Requirement A
Rewrite the paragraph of the cyber forensics topic below that begins "However, in connectivity-disadvantaged tactical environments" as a short list, keeping its main facts.
Requirement B
Using the cyber forensics topic below, decide whether each statement agrees with it: (i) the analytics may rely on backhaul connectivity; (ii) Phase I includes providing a model of how the analytics would feed the cyber event distillation; (iii) APT actors are shifting to low-and-slow multi-stage attacks. Answer yes or no for each, quoting the deciding words.
Requirement C
Translate this sentence from the cyber forensics topic below into Spanish: "The technology is needed to reconstruct attack stories, distilling the most important related events from vast quantities of low-level system and network data."

begin Page

OUSD (R&E) CRITICAL TECHNOLOGY AREA(S): Integrated Sensing and Cyber; Trusted AI and Autonomy

 

OBJECTIVE: Develop forward-deployed portable analytics to automate initial stages of cyber attack investigation in connectivity-disadvantaged tactical platforms. The technology is needed to reconstruct attack stories, distilling the most important related events from vast quantities of low-level system and network data.

 

DESCRIPTION: As cyber attacks continue to escalate in complexity and Advanced Persistent Threat (APT) actors shift to using low-and-slow multi-stage attacks, cyber intrusion detection has come to be treated as a Big Data problem. Modern approaches require that a wide variety of information and sensor streams come together in an integrated analysis environment, with human and machine analytics combing the data feeds, hunting for needles in the haystack.

 

However, in connectivity-disadvantaged tactical environments, all of the fine-grained cyber event data (interface calls, low-level system logs, packet captures, event attestation, etc.) generated by a platform’s information systems is unable to be streamed back to a centralized repository in a timely manner. This results in limitations for cyber attack investigations: either central analysis relies on incomplete, untimely, or reduced-precision data, or analytics expecting a global picture have to be pushed out to edge nodes, simultaneously reducing their effectiveness and separating them from the cyber hunt experts best equipped to make use of them.

 

To better address the problem of conducting effective Defensive Cyber Operations (DCO) on systems where connectivity is Denied, Degraded, Intermittent, or Limited (DDIL), new technology is needed to enable a multi-stage forensics approach to cyber event analysis and investigation. To feed later stages of analysis, portable analytics designed to be edge deployed need to be developed that distill the rich, onboard system and network event data, enabling the platform to make the most efficient use of any upstream connection.

 

The analytics must not rely on having any backhaul connectivity or onboard operator expertise beyond a most basic set of hints such as an operator noticing that a service crashed or that a subsystem was behaving oddly. The analytics should seek out connections and sequences in the system and network data that map to possible attack tactics, techniques, and procedures (TTPs), then bundle relevant data for priority offboarding to a more centralized analysis platform where it could be further triaged.

 

PHASE I: Define and develop a concept for automated rapid cyber forensics that can enable multi-stage cyber attack investigation and meet the constraints outlined in the Description. Provide a model of how the analytics would feed the cyber event distillation. Phase I Option, if exercised, would develop the initial distillation capability to create the full prototype in Phase II.

end Page
begin Provided records

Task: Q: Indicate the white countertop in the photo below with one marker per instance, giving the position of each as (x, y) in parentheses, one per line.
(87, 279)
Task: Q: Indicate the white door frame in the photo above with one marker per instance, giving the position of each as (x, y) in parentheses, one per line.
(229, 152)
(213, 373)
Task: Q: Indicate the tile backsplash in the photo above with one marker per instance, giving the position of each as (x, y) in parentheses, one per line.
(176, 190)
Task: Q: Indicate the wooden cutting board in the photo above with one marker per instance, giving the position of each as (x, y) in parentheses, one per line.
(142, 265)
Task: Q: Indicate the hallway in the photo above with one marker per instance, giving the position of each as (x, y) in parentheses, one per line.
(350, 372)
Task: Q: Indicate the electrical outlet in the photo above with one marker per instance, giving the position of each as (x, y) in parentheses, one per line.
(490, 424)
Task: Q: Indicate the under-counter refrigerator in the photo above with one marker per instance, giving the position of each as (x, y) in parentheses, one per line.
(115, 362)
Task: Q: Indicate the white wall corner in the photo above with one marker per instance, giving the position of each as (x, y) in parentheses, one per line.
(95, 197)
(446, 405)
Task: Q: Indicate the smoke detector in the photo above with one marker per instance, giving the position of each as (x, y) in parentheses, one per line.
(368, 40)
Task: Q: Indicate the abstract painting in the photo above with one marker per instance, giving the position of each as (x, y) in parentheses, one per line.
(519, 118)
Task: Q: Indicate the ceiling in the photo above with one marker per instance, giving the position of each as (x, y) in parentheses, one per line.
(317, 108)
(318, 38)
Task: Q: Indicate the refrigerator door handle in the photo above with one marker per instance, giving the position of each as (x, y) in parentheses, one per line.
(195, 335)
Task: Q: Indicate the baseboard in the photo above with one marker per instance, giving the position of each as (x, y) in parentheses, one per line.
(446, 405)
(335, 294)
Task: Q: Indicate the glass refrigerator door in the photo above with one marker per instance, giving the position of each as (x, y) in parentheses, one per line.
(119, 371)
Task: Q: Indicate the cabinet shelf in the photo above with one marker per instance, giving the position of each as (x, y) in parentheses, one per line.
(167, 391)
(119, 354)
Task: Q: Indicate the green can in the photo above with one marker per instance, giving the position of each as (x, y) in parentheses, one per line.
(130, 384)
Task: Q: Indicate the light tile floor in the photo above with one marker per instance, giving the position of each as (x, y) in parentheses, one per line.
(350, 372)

end Provided records

Finished answer A
- In connectivity-disadvantaged tactical environments, a platform's fine-grained cyber event data (interface calls, low-level system logs, packet captures, event attestation, etc.) cannot be streamed back to a centralized repository in a timely manner.
- This limits cyber attack investigations in one of two ways:
  - central analysis relies on incomplete, untimely, or reduced-precision data, or
  - analytics expecting a global picture are pushed out to edge nodes, which reduces their effectiveness and separates them from the cyber hunt experts best equipped to use them.

Finished answer B
(i) No: "The analytics must not rely on having any backhaul connectivity"
(ii) Yes: "Provide a model of how the analytics would feed the cyber event distillation."
(iii) Yes: "Advanced Persistent Threat (APT) actors shift to using low-and-slow multi-stage attacks"

Finished answer C
La tecnología es necesaria para reconstruir las historias de los ataques, extrayendo los eventos relacionados más importantes de grandes cantidades de datos de bajo nivel del sistema y de la red.